** DATASET EXTRACT follows **

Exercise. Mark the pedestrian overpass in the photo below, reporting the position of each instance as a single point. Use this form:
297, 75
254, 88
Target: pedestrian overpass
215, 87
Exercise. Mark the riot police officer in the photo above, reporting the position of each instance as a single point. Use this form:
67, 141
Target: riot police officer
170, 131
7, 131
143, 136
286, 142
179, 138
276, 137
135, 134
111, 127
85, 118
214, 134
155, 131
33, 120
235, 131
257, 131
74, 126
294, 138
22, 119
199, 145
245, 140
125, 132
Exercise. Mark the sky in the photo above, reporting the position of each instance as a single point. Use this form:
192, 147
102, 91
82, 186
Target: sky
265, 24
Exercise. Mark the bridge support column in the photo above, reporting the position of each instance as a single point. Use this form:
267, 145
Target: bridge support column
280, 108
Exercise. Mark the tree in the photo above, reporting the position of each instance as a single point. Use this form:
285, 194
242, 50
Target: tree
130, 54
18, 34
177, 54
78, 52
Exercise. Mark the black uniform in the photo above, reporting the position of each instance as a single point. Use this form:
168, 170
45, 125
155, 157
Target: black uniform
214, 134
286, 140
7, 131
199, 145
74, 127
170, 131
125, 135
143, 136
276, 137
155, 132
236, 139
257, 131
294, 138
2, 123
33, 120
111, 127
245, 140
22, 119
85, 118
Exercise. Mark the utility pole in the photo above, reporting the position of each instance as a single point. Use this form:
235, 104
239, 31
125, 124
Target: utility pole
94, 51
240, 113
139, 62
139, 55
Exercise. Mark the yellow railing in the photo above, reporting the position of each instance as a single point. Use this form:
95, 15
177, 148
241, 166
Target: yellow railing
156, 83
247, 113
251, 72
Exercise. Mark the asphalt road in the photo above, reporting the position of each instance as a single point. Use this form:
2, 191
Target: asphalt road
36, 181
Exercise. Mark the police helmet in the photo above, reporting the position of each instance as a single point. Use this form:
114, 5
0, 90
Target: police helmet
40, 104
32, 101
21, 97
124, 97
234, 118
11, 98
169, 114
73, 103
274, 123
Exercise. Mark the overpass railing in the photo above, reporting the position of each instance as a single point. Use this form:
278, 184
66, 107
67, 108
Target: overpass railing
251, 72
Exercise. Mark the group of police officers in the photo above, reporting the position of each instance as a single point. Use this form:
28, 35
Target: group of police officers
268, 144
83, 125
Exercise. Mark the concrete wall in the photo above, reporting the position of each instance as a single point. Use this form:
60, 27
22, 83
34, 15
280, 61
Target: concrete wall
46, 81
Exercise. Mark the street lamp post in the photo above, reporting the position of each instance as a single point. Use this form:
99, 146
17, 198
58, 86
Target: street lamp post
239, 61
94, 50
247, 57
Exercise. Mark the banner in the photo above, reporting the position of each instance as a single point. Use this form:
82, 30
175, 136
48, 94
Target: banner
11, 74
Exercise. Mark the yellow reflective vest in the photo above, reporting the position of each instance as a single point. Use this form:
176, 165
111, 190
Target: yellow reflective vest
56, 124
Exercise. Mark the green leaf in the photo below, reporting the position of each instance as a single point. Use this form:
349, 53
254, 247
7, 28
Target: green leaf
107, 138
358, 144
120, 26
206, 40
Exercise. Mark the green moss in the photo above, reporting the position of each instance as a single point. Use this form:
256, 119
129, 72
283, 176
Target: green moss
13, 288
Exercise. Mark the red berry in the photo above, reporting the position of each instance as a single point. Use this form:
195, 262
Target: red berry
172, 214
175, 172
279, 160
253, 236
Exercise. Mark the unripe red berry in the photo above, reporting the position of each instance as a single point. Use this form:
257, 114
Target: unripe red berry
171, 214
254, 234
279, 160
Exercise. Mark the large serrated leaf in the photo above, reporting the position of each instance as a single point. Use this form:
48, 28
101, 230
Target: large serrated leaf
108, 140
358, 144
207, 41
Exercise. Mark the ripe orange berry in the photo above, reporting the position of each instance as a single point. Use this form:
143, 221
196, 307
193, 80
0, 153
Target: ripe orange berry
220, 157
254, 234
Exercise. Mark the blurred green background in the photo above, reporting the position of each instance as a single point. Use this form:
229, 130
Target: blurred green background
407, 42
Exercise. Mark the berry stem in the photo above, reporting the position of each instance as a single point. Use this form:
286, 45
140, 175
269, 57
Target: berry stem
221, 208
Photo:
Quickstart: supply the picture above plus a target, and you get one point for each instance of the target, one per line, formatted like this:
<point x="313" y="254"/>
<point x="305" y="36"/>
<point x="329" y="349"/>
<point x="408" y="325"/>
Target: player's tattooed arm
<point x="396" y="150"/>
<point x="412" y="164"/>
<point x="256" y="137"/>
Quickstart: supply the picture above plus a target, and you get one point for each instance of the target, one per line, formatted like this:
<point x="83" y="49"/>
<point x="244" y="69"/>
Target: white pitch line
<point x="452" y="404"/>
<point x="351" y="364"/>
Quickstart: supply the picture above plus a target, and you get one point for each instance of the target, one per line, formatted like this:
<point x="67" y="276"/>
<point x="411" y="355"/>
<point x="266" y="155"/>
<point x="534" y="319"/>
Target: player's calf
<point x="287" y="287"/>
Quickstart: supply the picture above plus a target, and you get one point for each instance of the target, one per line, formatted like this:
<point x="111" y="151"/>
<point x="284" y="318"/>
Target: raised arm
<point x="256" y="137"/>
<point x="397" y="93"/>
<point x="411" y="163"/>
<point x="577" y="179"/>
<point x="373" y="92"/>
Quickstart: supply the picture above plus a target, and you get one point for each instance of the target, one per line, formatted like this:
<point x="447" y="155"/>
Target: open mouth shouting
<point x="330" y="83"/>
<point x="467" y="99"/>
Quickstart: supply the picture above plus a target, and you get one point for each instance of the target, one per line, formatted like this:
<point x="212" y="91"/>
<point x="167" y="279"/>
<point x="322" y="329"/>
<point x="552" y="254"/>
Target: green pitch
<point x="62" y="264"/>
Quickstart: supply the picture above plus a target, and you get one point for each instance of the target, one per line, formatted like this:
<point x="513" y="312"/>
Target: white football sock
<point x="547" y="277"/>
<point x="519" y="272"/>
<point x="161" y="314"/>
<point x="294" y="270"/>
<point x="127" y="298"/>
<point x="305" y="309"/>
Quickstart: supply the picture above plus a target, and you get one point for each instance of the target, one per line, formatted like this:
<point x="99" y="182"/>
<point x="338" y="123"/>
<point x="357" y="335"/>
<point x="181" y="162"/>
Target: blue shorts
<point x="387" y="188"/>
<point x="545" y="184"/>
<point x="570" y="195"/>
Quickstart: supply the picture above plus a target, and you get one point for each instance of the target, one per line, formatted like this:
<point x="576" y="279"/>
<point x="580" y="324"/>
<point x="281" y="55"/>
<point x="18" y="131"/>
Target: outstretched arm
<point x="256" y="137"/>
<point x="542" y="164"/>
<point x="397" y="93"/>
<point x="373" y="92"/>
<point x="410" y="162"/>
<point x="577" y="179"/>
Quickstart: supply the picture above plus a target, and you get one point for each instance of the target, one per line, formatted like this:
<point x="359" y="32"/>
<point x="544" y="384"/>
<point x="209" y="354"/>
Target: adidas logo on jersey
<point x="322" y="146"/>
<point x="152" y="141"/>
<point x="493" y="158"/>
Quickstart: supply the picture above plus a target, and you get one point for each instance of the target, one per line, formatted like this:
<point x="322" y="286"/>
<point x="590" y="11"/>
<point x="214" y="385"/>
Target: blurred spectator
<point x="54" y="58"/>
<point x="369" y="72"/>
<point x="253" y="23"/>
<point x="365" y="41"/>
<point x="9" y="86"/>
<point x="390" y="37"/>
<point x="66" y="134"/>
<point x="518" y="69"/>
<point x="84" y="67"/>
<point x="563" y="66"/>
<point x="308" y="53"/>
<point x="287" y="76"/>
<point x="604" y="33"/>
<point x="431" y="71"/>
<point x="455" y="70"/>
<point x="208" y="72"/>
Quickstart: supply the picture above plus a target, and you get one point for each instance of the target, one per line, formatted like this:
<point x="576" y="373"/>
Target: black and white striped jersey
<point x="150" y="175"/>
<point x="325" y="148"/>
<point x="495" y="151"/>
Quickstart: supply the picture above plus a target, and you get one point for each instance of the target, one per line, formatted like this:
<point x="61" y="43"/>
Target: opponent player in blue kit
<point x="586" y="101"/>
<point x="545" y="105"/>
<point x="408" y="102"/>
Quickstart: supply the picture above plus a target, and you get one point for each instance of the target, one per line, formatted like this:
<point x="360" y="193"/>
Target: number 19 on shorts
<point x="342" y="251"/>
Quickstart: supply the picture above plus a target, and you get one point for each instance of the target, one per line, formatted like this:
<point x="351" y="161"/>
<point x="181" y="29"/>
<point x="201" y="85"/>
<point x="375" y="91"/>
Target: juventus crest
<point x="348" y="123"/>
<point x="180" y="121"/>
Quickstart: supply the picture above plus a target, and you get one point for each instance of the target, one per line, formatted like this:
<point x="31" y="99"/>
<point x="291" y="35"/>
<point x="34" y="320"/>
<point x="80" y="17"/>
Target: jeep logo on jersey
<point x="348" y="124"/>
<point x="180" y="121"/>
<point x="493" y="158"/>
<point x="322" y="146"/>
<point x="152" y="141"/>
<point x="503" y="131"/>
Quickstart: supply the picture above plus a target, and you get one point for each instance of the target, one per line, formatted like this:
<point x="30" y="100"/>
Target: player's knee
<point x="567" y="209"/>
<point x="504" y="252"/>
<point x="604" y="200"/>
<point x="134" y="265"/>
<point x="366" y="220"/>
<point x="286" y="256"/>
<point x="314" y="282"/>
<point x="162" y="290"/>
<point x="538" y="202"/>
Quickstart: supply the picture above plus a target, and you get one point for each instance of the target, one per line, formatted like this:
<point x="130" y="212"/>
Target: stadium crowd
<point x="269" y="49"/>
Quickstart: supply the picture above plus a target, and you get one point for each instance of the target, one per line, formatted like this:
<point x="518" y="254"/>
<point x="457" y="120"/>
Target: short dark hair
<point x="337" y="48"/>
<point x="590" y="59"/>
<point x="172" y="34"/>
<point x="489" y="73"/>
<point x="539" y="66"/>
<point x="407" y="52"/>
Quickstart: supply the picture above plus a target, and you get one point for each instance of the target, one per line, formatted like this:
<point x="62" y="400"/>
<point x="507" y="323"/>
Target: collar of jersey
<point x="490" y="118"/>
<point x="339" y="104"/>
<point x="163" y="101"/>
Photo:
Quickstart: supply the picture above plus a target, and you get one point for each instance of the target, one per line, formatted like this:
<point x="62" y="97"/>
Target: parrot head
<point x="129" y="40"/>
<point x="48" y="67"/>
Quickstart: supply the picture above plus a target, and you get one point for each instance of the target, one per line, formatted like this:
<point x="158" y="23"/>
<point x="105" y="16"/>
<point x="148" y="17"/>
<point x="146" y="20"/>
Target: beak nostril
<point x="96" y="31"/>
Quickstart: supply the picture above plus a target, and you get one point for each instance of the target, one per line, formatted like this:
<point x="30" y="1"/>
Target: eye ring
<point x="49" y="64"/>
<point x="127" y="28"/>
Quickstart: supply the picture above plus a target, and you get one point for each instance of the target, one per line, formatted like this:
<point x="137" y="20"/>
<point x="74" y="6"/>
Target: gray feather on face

** End of DATASET EXTRACT **

Take from the entries every line that has the string "below".

Exercise. Mark the pedestrian overpass in the photo below, reporting the position of each instance as a single point. Use this form:
Exercise. Mark the green leaf in the photo below, reporting the position of each instance as a single point. Use this form:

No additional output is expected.